** WRITTEN TASKS **
[1] Answer these questions from the conference post:
(a) In what city was the conference held?
(b) What was the title of the panel the writer took part in?
(c) Which search engine does the writer single out as especially dependent on semantic web technologies?
[2] Write out the portion of the conference post starting at "Insofar as these" and ending at "this technological foundation.", word for word.

** TEXT EXTRACT **
/---
I've just come from the Semantic Technology and Business Conference in San Francisco, and it was both thoroughly enjoyable and highly instructive.
I was joined there on the panel "Search Marketing in a Semantic World" by my esteemed colleagues Matthew J. Brown and Barbara Starr. Our panel discussion was lively and, I hope, interesting and elucidatory for those that attended: thanks Matt and Barbara!
The conference sessions were not only interesting, but in aggregate both helped consolidate some thoughts about search marketing and the semantic web that have been on my mind for some time, and provided me with new perspectives on the relationship between the two disciplines.
Insofar as these ruminations led to a eureka moment it is this: an understanding of the semantic web is not simply a useful accessory for SEOs, but is now required by any search marketer who wants to excel in their chosen profession.
Semantic web technologies, I was reminded time and time again, are now intrinsic to almost every operation performed by the search engines. Bing and – especially – Google would be radically different and decidedly inferior products without this technological foundation.
It follows, then, that any search marketer serious about maximizing the visibility of specific websites in the current search engine environment needs a decent working knowledge of the relevant semantic web technologies that now in large part fuel the query results we see today.
\---
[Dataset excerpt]
/---
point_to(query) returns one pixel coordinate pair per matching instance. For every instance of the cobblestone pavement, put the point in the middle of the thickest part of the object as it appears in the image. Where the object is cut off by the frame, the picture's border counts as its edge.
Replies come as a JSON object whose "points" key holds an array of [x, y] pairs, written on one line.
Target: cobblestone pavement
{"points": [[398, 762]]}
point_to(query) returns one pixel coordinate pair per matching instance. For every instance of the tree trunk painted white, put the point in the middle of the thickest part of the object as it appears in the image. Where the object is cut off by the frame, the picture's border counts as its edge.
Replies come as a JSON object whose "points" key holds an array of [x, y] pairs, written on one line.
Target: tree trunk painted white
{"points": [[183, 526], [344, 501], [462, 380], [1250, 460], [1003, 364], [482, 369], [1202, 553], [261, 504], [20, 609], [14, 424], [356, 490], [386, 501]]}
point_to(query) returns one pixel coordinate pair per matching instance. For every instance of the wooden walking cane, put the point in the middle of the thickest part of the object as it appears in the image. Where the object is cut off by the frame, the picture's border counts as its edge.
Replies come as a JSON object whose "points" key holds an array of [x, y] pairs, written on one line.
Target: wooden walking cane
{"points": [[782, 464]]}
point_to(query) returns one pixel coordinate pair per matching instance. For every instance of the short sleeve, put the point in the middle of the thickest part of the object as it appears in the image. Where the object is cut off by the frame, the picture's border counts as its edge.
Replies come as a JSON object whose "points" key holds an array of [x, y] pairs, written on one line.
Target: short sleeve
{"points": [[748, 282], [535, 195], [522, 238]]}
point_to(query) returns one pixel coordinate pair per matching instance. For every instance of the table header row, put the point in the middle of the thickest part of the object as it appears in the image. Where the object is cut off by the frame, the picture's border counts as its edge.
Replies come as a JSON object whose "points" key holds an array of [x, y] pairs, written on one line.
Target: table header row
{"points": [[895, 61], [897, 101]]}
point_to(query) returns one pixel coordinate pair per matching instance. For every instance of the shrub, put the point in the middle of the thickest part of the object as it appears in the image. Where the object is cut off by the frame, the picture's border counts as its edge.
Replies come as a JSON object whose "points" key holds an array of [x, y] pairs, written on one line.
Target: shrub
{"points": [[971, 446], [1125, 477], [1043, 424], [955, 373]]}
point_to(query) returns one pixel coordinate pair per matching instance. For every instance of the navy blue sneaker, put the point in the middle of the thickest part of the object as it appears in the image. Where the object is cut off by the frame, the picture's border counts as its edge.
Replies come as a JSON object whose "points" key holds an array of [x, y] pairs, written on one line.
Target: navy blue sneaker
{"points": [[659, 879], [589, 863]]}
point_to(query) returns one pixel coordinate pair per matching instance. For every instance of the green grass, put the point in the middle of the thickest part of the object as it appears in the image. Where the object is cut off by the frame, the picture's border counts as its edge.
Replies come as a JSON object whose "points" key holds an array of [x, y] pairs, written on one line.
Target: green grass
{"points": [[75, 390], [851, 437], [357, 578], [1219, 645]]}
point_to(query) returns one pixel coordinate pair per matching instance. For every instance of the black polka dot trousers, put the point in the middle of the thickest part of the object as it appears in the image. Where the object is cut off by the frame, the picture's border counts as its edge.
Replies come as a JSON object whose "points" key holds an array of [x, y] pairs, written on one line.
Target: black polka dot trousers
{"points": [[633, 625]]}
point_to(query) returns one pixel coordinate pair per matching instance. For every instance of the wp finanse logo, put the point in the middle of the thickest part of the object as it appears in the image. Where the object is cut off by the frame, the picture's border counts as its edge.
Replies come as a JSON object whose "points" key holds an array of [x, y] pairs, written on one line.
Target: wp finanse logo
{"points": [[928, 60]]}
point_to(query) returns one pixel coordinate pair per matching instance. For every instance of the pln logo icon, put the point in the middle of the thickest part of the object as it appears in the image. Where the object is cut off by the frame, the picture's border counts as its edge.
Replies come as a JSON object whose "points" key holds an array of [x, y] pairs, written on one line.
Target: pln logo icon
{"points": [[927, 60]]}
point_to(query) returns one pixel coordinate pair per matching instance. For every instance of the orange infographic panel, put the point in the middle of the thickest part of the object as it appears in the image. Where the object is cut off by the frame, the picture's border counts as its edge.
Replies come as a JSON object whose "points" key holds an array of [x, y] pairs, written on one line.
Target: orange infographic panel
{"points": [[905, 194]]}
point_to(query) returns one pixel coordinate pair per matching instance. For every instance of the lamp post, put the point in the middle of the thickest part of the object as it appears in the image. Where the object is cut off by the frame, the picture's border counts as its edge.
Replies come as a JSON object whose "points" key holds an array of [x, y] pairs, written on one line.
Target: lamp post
\---
** PER-TASK OUTPUTS **
[1]
(a) San Francisco
(b) "Search Marketing in a Semantic World"
(c) Google

[2]
Insofar as these ruminations led to a eureka moment it is this: an understanding of the semantic web is not simply a useful accessory for SEOs, but is now required by any search marketer who wants to excel in their chosen profession.
Semantic web technologies, I was reminded time and time again, are now intrinsic to almost every operation performed by the search engines. Bing and – especially – Google would be radically different and decidedly inferior products without this technological foundation.